What this task involves
Please return the records below exactly as they appear, leaving every picture out.

Information
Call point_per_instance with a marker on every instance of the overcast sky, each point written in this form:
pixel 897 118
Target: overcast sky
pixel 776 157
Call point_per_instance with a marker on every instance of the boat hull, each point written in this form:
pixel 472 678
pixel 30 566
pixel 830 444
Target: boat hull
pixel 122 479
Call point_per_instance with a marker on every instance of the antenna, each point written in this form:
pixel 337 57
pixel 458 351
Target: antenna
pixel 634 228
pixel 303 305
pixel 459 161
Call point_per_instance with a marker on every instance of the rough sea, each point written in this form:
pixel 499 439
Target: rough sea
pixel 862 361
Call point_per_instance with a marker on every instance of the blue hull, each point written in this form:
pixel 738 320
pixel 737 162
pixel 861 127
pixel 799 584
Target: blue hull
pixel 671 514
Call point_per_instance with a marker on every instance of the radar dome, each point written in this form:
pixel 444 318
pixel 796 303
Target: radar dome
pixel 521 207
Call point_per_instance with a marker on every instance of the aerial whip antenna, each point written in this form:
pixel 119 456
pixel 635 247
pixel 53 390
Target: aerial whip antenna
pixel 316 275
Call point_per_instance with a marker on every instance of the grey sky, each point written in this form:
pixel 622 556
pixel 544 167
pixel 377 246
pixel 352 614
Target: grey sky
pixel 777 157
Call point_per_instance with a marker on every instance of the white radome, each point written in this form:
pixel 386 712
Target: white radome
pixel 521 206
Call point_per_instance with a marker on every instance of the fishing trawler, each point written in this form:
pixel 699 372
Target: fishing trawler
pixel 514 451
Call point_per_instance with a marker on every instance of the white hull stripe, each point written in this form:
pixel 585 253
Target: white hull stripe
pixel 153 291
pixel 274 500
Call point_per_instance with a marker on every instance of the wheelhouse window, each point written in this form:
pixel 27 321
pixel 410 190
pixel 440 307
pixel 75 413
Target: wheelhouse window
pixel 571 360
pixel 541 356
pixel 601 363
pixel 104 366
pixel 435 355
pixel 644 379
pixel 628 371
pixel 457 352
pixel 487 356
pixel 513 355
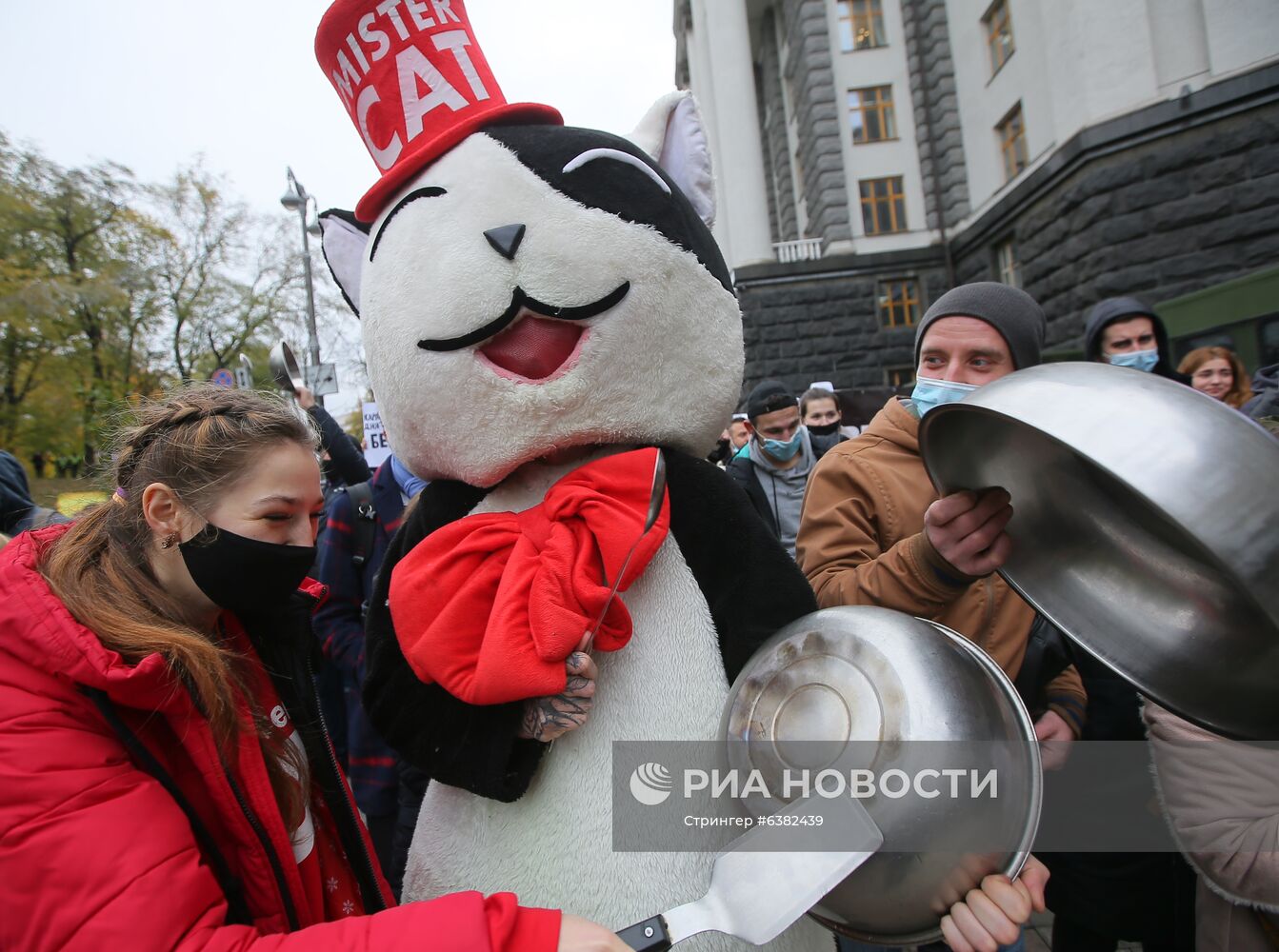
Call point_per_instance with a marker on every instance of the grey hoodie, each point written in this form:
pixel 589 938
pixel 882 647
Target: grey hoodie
pixel 784 488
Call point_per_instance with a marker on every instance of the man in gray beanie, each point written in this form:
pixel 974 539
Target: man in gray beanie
pixel 873 532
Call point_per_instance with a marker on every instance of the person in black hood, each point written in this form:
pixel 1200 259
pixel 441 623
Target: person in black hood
pixel 1265 394
pixel 18 511
pixel 1127 332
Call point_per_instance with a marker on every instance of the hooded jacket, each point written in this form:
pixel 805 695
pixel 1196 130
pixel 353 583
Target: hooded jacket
pixel 1222 802
pixel 95 852
pixel 1111 309
pixel 862 542
pixel 1265 394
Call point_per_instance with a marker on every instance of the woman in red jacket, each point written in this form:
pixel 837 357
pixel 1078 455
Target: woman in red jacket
pixel 165 777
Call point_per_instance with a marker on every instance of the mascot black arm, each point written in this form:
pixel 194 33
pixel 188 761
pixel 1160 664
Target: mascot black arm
pixel 454 743
pixel 749 583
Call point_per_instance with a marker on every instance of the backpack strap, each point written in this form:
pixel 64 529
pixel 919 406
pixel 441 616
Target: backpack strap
pixel 237 907
pixel 366 522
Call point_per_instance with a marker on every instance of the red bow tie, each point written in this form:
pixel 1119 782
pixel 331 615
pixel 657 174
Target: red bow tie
pixel 491 605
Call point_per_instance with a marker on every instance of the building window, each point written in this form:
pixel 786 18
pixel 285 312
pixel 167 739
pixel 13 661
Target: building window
pixel 999 34
pixel 1006 264
pixel 899 302
pixel 861 25
pixel 899 376
pixel 883 206
pixel 1011 142
pixel 869 111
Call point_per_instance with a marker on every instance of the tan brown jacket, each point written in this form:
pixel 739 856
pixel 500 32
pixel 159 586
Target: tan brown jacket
pixel 861 542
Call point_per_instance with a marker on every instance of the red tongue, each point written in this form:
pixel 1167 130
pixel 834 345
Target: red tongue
pixel 533 347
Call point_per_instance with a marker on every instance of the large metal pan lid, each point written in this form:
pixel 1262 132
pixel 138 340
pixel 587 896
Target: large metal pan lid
pixel 880 690
pixel 284 368
pixel 1146 526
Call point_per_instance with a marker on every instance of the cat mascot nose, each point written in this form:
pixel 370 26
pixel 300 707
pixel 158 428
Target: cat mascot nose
pixel 506 239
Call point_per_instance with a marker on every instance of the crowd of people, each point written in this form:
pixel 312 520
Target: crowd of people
pixel 182 734
pixel 866 526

Your response
Call point_per_instance with a marker on every instance of the overcast sky, each point written in this form:
pixel 897 118
Target: overcast sky
pixel 776 157
Call point_per_instance with a marker on every instance of the boat hull, each point written in this form:
pixel 472 678
pixel 30 566
pixel 830 444
Target: boat hull
pixel 122 479
Call point_per_instance with a marker on every instance of the antenna, each point written in this form:
pixel 337 57
pixel 458 351
Target: antenna
pixel 634 228
pixel 303 305
pixel 459 161
Call point_per_instance with a marker on every instance of the rough sea, each point written in this form:
pixel 499 439
Target: rough sea
pixel 862 361
Call point_per_instance with a marker on every instance of the blue hull, each point written in this form:
pixel 738 320
pixel 737 162
pixel 861 127
pixel 799 584
Target: blue hull
pixel 671 514
Call point_per_instance with a marker on every instance of the radar dome, each point written in this form:
pixel 444 318
pixel 796 303
Target: radar dome
pixel 521 207
Call point_per_instance with a marker on every instance of the aerial whip antenna, each point written in this form:
pixel 119 456
pixel 635 247
pixel 53 390
Target: aerial whip antenna
pixel 316 275
Call point_per_instance with a marker on every instance of the grey sky, each point written in this form:
pixel 622 556
pixel 544 167
pixel 377 246
pixel 352 614
Target: grey sky
pixel 777 157
Call point_per_instance with a marker on every instance of the white radome, each point written in this form:
pixel 386 712
Target: white radome
pixel 521 206
Call point_per_instance with a marker on every instance of the fishing trawler, each point written in this form:
pixel 699 372
Target: fishing trawler
pixel 514 451
Call point_per_instance with a marker on every instance of the white hull stripe, each point written in this form:
pixel 585 253
Target: white hull stripe
pixel 153 291
pixel 274 500
Call point_per_instance with a marker on every instance of the wheelhouse window, each point written in this form:
pixel 27 321
pixel 410 190
pixel 440 307
pixel 75 413
Target: wheelhouse window
pixel 571 360
pixel 541 356
pixel 601 363
pixel 104 366
pixel 435 355
pixel 644 379
pixel 628 371
pixel 457 352
pixel 487 356
pixel 513 355
Call point_per_instance with a marker on every instance of the grey hoodie, each point written in this form:
pixel 589 938
pixel 882 647
Target: grey hoodie
pixel 784 488
Call point_per_instance with a marker on every instance of the man in gray beanie, each point written in this form:
pixel 974 539
Target: man in gray beanie
pixel 873 532
Call point_per_instance with a marker on every instance of the person in black hood, each point written in this form:
pixel 1200 259
pixel 441 623
Target: person in black hood
pixel 1265 394
pixel 18 511
pixel 1127 332
Call point_per_instance with a marker on every instance of the hooded jacket, each point written in this form:
pixel 805 695
pixel 1196 130
pixel 353 583
Target: hooded jacket
pixel 1222 802
pixel 95 852
pixel 1111 309
pixel 862 542
pixel 1265 394
Call point_per_instance with a marker on every instance of the woman in red jacket, each point written in this form:
pixel 837 357
pixel 1078 455
Target: woman in red jacket
pixel 165 777
Call point_per_instance with a marker on every instance of the mascot black arm, each point written in this form:
pixel 194 33
pixel 188 761
pixel 1160 664
Target: mascot black arm
pixel 454 743
pixel 749 583
Call point_per_instance with a marker on every instance of the backpack strap, each point written in this form:
pixel 64 529
pixel 919 406
pixel 441 616
Target: backpack strap
pixel 237 907
pixel 366 522
Call point_per_instance with a marker on every instance of the red bow tie, each point written in this form:
pixel 1119 782
pixel 331 615
pixel 657 174
Target: red bow tie
pixel 491 605
Call point_per_instance with a marker on every instance of the building window, each point written in this form:
pixel 786 18
pixel 285 312
pixel 167 739
pixel 13 661
Target: building window
pixel 999 34
pixel 1006 264
pixel 899 302
pixel 861 25
pixel 899 376
pixel 883 206
pixel 1011 142
pixel 869 111
Call point_per_instance with a marker on every instance of the tan brown jacket, each point written in this form:
pixel 739 856
pixel 500 32
pixel 159 586
Target: tan brown jacket
pixel 861 542
Call point_per_instance with a marker on every instance of the red tongue, each point written in this form:
pixel 1167 130
pixel 834 345
Target: red tongue
pixel 533 347
Call point_per_instance with a marker on every instance of the large metal pan lid, each point written in this form:
pixel 1262 132
pixel 138 340
pixel 587 896
Target: large metal pan lid
pixel 880 690
pixel 284 368
pixel 1146 526
Call point_per_instance with a marker on every instance of the cat mascot nose, each point written in this form:
pixel 370 26
pixel 300 707
pixel 158 428
Target: cat mascot nose
pixel 506 239
Call point_per_instance with a marker on every instance of the crowd of people, each point written in this form:
pixel 312 520
Target: crowd of people
pixel 182 734
pixel 866 526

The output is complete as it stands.